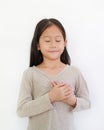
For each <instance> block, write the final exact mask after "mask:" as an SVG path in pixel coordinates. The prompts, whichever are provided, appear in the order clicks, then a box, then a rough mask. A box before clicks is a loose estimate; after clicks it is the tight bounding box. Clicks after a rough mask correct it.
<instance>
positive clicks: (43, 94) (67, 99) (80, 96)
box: [17, 18, 90, 130]
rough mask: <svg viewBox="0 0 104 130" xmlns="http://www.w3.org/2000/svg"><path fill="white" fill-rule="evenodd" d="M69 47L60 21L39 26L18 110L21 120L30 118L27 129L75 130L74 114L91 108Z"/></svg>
mask: <svg viewBox="0 0 104 130" xmlns="http://www.w3.org/2000/svg"><path fill="white" fill-rule="evenodd" d="M66 44H67V40H66V33H65V30H64V28H63V26H62V24H61V23H60V22H59V21H58V20H56V19H53V18H51V19H43V20H41V21H40V22H39V23H38V24H37V26H36V29H35V33H34V36H33V39H32V44H31V53H30V67H29V68H28V69H26V70H25V71H24V73H23V78H22V82H21V89H20V94H19V99H18V108H17V113H18V115H19V116H20V117H29V125H28V128H27V130H75V125H74V117H73V112H74V111H79V110H83V109H87V108H89V107H90V101H89V92H88V88H87V85H86V82H85V80H84V78H83V76H82V74H81V72H80V71H79V70H78V69H77V68H76V67H74V66H71V65H70V57H69V55H68V52H67V49H66Z"/></svg>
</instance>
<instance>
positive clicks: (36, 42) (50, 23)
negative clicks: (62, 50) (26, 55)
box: [29, 18, 71, 67]
mask: <svg viewBox="0 0 104 130" xmlns="http://www.w3.org/2000/svg"><path fill="white" fill-rule="evenodd" d="M52 25H56V26H57V27H58V28H59V29H60V30H61V32H62V35H63V38H64V40H66V32H65V29H64V27H63V25H62V24H61V23H60V22H59V21H58V20H57V19H54V18H50V19H42V20H41V21H40V22H39V23H38V24H37V25H36V28H35V32H34V36H33V39H32V43H31V50H30V65H29V66H30V67H32V66H34V65H35V66H37V65H39V64H41V63H42V62H43V56H42V53H41V52H40V51H39V50H38V49H37V45H38V43H39V38H40V36H41V35H42V33H43V32H44V31H45V30H46V29H47V28H48V27H49V26H52ZM60 59H61V61H62V62H63V63H64V64H69V65H70V64H71V60H70V56H69V54H68V52H67V49H66V47H65V48H64V51H63V53H62V54H61V58H60Z"/></svg>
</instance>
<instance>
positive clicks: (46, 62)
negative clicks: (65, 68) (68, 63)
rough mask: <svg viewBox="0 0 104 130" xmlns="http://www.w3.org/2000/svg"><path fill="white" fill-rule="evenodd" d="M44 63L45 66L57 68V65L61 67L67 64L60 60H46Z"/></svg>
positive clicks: (47, 66)
mask: <svg viewBox="0 0 104 130" xmlns="http://www.w3.org/2000/svg"><path fill="white" fill-rule="evenodd" d="M42 65H43V66H44V67H45V68H57V67H61V66H63V65H65V64H64V63H62V62H61V61H60V60H56V61H50V60H44V61H43V63H42Z"/></svg>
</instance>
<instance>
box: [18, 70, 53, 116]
mask: <svg viewBox="0 0 104 130" xmlns="http://www.w3.org/2000/svg"><path fill="white" fill-rule="evenodd" d="M52 108H53V106H52V104H51V102H50V99H49V95H48V93H46V94H45V95H42V96H40V97H38V98H36V99H34V100H33V99H32V76H31V75H29V74H28V73H27V71H25V72H24V74H23V78H22V81H21V87H20V93H19V98H18V105H17V114H18V115H19V116H20V117H30V116H36V115H38V114H41V113H43V112H46V111H49V110H51V109H52Z"/></svg>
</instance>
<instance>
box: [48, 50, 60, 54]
mask: <svg viewBox="0 0 104 130" xmlns="http://www.w3.org/2000/svg"><path fill="white" fill-rule="evenodd" d="M48 52H50V53H56V52H59V51H57V50H52V51H48Z"/></svg>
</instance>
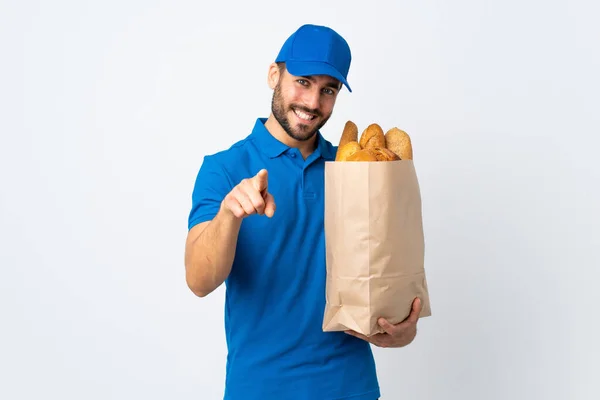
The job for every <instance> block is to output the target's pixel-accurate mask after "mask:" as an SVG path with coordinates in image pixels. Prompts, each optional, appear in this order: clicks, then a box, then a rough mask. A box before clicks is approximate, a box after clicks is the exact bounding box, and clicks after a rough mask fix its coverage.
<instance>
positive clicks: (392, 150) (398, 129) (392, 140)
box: [385, 127, 413, 160]
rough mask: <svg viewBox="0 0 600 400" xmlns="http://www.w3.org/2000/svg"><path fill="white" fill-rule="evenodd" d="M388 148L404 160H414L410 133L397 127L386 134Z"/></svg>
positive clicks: (387, 145) (401, 158)
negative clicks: (410, 137)
mask: <svg viewBox="0 0 600 400" xmlns="http://www.w3.org/2000/svg"><path fill="white" fill-rule="evenodd" d="M385 141H386V147H387V148H388V149H390V150H391V151H393V152H394V153H396V155H398V157H400V159H402V160H412V159H413V151H412V143H411V140H410V136H409V135H408V133H406V132H404V131H403V130H401V129H398V128H396V127H394V128H392V129H390V130H389V131H387V132H386V133H385Z"/></svg>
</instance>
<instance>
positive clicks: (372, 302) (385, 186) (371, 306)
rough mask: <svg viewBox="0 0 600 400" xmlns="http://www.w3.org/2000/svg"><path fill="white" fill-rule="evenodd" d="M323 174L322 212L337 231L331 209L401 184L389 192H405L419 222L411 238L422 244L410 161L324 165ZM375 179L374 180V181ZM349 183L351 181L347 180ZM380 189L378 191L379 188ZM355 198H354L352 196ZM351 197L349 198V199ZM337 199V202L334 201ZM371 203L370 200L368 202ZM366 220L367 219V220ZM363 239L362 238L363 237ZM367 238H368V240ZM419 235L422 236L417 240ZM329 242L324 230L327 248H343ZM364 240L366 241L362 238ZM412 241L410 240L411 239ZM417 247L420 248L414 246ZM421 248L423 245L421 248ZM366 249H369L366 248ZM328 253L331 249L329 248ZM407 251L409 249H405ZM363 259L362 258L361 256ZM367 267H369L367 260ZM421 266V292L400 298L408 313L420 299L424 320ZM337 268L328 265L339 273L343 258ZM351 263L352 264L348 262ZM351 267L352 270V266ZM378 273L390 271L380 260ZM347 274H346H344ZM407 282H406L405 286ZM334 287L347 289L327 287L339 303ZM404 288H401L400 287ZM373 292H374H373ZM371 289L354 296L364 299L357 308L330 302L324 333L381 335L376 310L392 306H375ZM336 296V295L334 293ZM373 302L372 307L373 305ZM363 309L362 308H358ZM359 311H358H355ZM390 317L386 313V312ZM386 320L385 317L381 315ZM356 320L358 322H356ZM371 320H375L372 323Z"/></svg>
mask: <svg viewBox="0 0 600 400" xmlns="http://www.w3.org/2000/svg"><path fill="white" fill-rule="evenodd" d="M325 173H326V180H325V181H326V188H325V191H326V193H327V195H328V196H329V197H330V198H329V201H327V200H326V204H325V211H326V219H327V220H328V221H327V224H329V226H336V227H337V228H339V225H341V224H336V221H335V220H332V219H331V218H328V217H332V214H331V211H330V210H331V208H332V207H352V201H353V199H354V200H357V199H356V198H357V197H360V196H357V193H362V194H364V193H365V192H367V194H368V195H369V196H368V197H369V198H372V197H374V198H377V197H378V196H377V194H376V193H375V196H373V193H368V192H369V190H373V189H370V188H376V187H379V188H382V187H383V188H386V187H389V186H390V185H394V184H396V185H398V184H399V185H402V187H401V188H397V187H395V189H392V190H396V191H400V190H404V191H405V192H407V193H405V195H407V196H408V197H407V198H408V201H409V202H408V204H409V206H408V207H409V209H410V212H412V213H413V214H414V216H415V217H416V218H415V220H416V221H418V222H419V223H420V225H421V226H420V227H418V228H414V229H415V233H414V235H415V236H416V237H417V241H424V235H423V231H422V215H421V209H420V208H421V197H420V188H419V184H418V179H417V177H416V170H415V169H414V164H413V163H412V160H402V161H394V162H387V163H381V162H372V163H368V162H360V163H359V162H356V163H340V162H326V169H325ZM365 176H367V177H369V178H367V179H365V178H364V177H365ZM373 176H374V178H373ZM384 176H385V177H386V178H380V177H384ZM349 177H353V178H355V179H354V181H355V182H356V181H358V182H359V183H358V184H357V185H354V186H353V184H352V183H348V182H349V181H348V178H349ZM360 177H362V183H360V182H361V179H357V178H360ZM370 179H375V180H376V179H387V180H388V182H375V183H378V185H377V184H373V185H370V184H369V180H370ZM341 181H344V185H341V184H340V182H341ZM350 182H351V181H350ZM380 190H381V189H380ZM387 194H388V195H390V196H391V197H392V198H393V197H394V196H396V195H402V194H401V193H400V194H396V193H387ZM352 195H354V196H352ZM349 196H350V197H349ZM336 199H337V200H336ZM340 199H344V201H342V202H340ZM362 199H364V197H362ZM369 201H371V200H369ZM369 206H370V205H367V207H369ZM388 207H389V204H386V208H388ZM333 215H335V216H336V217H337V218H339V217H341V216H343V215H347V213H345V210H336V212H335V213H334V214H333ZM367 218H368V217H367ZM344 223H347V221H344ZM358 223H364V221H359V222H358ZM349 225H350V226H351V225H352V223H350V224H349ZM329 233H330V234H339V233H338V230H337V229H334V228H332V229H330V230H329ZM363 236H364V235H363ZM368 236H369V235H367V237H368ZM419 236H421V237H419ZM328 238H329V239H331V237H330V236H328V233H327V229H326V245H328V243H329V245H331V244H332V243H336V246H343V245H344V244H341V243H338V241H336V240H328ZM363 240H367V239H364V238H363ZM411 240H412V238H411ZM348 247H349V248H352V247H353V245H352V244H348ZM357 247H358V248H360V247H363V248H364V247H365V246H364V243H362V246H361V244H360V243H359V244H358V246H357ZM417 247H419V246H417ZM421 247H424V243H423V246H421ZM367 248H368V246H367ZM330 250H331V249H330ZM335 251H336V254H344V253H345V251H346V249H345V248H343V247H342V248H336V249H335ZM408 251H410V250H408ZM361 256H364V254H356V256H355V258H356V257H361ZM423 256H424V254H417V256H416V257H417V259H418V260H421V261H422V262H423V261H424V260H423ZM361 258H362V257H361ZM328 262H331V258H329V259H328ZM366 262H367V264H369V262H370V261H369V259H368V258H367V261H366ZM422 262H421V263H417V264H420V265H421V266H419V267H416V269H417V271H419V273H420V274H422V276H423V281H422V282H423V283H421V284H420V285H419V284H417V285H416V286H417V287H419V286H420V287H421V289H419V290H416V291H414V290H412V289H411V290H409V291H408V293H404V294H403V295H402V297H403V298H405V299H406V298H407V297H408V298H411V300H410V304H408V310H409V312H410V310H411V305H412V300H413V299H414V297H420V298H421V301H422V310H421V314H420V316H419V318H422V317H426V316H430V315H431V306H430V301H429V293H428V289H427V285H426V278H425V268H424V265H423V264H422ZM335 263H336V265H333V266H332V265H329V264H328V266H327V270H328V272H330V273H331V272H332V271H338V270H342V271H345V270H344V262H343V259H341V260H340V259H339V258H338V259H336V260H335ZM350 264H352V263H350ZM352 268H354V267H352ZM366 268H367V269H366V270H367V271H368V273H367V275H368V276H369V275H370V276H373V272H372V271H371V270H370V268H371V267H370V266H369V265H367V266H366ZM379 268H380V270H381V269H383V271H385V270H386V269H387V268H389V266H388V265H385V263H383V262H381V261H380V265H379ZM346 272H348V271H346ZM346 272H344V274H343V275H345V276H346V277H347V276H352V272H354V271H349V272H350V273H346ZM329 279H332V280H334V281H335V280H336V276H332V277H330V278H329ZM406 284H407V283H406V282H405V285H406ZM336 286H341V287H342V288H341V289H340V288H339V287H338V288H337V289H338V290H346V291H347V290H348V289H344V287H343V284H342V285H336V284H331V285H328V287H327V288H326V291H327V293H328V299H337V300H339V298H340V296H336V293H333V292H332V290H333V288H334V287H336ZM401 286H404V285H401ZM411 286H412V287H414V286H415V283H414V282H413V283H408V287H411ZM375 291H376V290H375ZM372 292H373V291H372V290H371V289H365V292H364V293H356V298H358V299H360V298H363V299H364V303H363V304H362V305H360V306H359V307H345V304H331V303H330V302H329V301H328V302H327V304H326V307H325V308H326V310H325V312H324V320H323V330H324V331H336V330H346V329H352V330H355V331H357V332H360V333H363V334H365V335H372V334H375V333H378V332H382V329H381V328H380V327H379V324H378V323H377V320H378V318H379V317H381V316H383V315H377V313H379V311H381V309H382V308H388V309H389V308H390V307H392V309H393V307H394V306H393V305H391V306H390V305H389V304H383V305H382V304H377V303H378V301H377V298H376V297H373V296H375V295H373V294H372ZM337 294H339V293H337ZM356 298H355V297H352V301H353V304H355V300H356ZM405 301H406V302H409V301H408V300H402V302H403V303H404V302H405ZM374 303H375V304H374ZM361 306H362V307H361ZM365 307H366V308H367V314H366V315H368V317H365V314H364V310H365ZM406 307H407V306H406V304H403V305H402V306H398V309H399V310H400V309H402V310H406ZM357 310H360V311H357ZM387 314H389V313H387ZM400 314H402V312H400V311H399V312H398V317H397V318H396V320H398V319H403V318H402V317H404V318H405V317H406V316H408V314H407V315H405V316H404V315H400ZM383 317H384V318H385V316H383ZM357 319H358V321H357ZM373 321H375V322H374V323H373ZM361 325H362V326H363V328H364V329H359V328H358V327H359V326H361ZM366 326H368V327H369V328H366Z"/></svg>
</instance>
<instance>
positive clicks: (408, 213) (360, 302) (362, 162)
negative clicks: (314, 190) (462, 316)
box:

================

*TASK DIRECTIONS*
Count the lines of the listing above in which the word "appear" occurs, and give only the total.

*FINAL ANSWER*
2